Assignment A
According to the operations text, which port must stay in place for recovery overlap?

Study text
This means operator visibility is uneven and the documentation must not imply uniform live introspection across every node today.

What is true right now

  1. The fleet is converged on one live node-agent version.
  2. QUIC/UDP is the actual node-to-node transport.
  3. Compatibility 19191/tcp is still required for recovery overlap.
  4. Signed registry gossip is not yet the sole active discovery/control source.
  5. The "at least 3 direct-ready peers per node" resilience target is not yet met for all externally significant nodes.

Operational rule until the next audit

Do not remove the compatibility 19191/tcp recovery overlap while any of the following remain true:

  • any live node still reports a control_plane_url on the 19191 contract;
  • any live node has fabric_registry_runtime_report.status != active;
  • any externally significant node has fewer than 3 direct-ready peers;
  • any node can only recover through legacy Control API/downloads overlap.

Required next work

A. Finish signed registry activation

Each node must be able to resolve active records for at least:

  • control-api
  • update-store
  • update-cache

without falling back to the 19191 compatibility contract.

B. Promote full direct endpoint dissemination

All nodes with public reachability must advertise every valid public direct QUIC endpoint, and nodes must retain enough live peer memory to reconnect without operator intervention.

C. Enforce the direct-ready floor as a live alert

If a node has fewer than 3 direct-ready peers, this must remain a real operational alert even when relay-ready peers exist.

D. Normalize heartbeat observability

Every production node must emit the same minimum audit surface:

  • endpoint candidates
  • peer recovery counts
  • registry runtime state
  • update runtime state

without mixing rich and reduced heartbeat schemas across the fleet.

E. Replace the naive peer-count rule

The live fleet shows that a plain "3 links per node" rule is not a sufficient resilience model.

The current corrective design is documented in FABRIC_AREA_AND_PEER_STABILITY_MODEL.md and introduces:

  • area as a failure-domain label;
  • direct-ready vs relay-ready separation;
  • cross-area diversity requirements;
  • full-directory retention for small fleets.

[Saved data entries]
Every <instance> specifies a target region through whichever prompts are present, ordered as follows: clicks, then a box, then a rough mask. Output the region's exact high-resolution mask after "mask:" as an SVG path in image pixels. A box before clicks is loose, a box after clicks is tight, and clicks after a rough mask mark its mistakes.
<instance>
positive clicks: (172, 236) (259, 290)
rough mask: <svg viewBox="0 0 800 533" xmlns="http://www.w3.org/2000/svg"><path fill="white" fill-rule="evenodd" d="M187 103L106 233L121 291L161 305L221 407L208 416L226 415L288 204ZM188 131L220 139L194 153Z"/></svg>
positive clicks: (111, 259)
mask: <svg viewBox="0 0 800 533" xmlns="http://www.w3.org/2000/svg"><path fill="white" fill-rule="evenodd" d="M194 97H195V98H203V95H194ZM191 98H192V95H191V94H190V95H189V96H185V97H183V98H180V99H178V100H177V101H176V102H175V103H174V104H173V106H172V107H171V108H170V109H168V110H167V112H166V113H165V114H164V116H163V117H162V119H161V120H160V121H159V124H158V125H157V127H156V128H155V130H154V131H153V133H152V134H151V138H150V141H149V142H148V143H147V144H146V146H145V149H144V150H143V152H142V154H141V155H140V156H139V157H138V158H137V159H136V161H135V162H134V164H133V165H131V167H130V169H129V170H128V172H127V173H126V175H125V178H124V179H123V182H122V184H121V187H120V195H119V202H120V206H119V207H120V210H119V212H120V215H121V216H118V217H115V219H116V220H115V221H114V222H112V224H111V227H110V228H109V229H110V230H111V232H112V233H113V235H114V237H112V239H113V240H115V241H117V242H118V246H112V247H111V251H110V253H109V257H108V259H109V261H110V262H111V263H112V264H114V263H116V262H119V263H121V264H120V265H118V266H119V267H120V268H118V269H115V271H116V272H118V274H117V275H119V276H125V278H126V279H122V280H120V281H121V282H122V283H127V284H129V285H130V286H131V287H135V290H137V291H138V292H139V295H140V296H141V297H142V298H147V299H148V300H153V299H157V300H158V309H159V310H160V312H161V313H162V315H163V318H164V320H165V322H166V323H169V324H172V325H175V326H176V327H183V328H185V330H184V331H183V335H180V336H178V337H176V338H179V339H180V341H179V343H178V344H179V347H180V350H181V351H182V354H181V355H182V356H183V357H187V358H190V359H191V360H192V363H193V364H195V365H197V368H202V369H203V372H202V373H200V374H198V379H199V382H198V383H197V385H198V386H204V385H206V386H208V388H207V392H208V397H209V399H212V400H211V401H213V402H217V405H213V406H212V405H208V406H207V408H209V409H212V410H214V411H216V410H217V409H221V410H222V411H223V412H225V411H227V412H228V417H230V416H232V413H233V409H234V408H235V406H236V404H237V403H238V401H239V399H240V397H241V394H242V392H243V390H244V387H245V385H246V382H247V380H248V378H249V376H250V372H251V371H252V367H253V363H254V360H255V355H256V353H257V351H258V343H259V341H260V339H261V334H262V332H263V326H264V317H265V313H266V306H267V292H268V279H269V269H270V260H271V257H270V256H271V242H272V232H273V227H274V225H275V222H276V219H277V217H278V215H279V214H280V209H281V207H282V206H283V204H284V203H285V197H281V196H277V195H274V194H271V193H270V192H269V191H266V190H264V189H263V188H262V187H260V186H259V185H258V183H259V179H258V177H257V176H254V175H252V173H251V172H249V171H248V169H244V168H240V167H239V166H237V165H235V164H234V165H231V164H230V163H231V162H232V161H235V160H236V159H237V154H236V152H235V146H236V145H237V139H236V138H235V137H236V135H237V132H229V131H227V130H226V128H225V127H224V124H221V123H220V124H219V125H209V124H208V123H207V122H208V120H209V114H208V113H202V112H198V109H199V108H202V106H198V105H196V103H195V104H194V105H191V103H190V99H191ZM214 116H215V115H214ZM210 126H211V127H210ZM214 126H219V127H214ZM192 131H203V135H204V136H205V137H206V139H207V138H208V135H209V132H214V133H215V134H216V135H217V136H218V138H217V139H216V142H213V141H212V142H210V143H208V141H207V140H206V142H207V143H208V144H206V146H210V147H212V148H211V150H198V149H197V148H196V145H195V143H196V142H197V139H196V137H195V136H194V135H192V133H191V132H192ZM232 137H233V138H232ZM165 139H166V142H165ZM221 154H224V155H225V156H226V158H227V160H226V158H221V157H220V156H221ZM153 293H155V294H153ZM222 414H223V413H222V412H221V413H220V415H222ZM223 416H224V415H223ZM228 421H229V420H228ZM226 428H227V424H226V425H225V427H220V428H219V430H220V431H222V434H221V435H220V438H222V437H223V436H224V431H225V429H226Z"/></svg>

Assignment B
Collect every line of the records that contains the string "clicks", treating uppercase and lowercase as different.

Your solution A
19191/tcp

Your solution B
Every <instance> specifies a target region through whichever prompts are present, ordered as follows: clicks, then a box, then a rough mask. Output the region's exact high-resolution mask after "mask:" as an SVG path in image pixels. A box before clicks is loose, a box after clicks is tight, and clicks after a rough mask mark its mistakes.
positive clicks: (172, 236) (259, 290)
positive clicks: (111, 259)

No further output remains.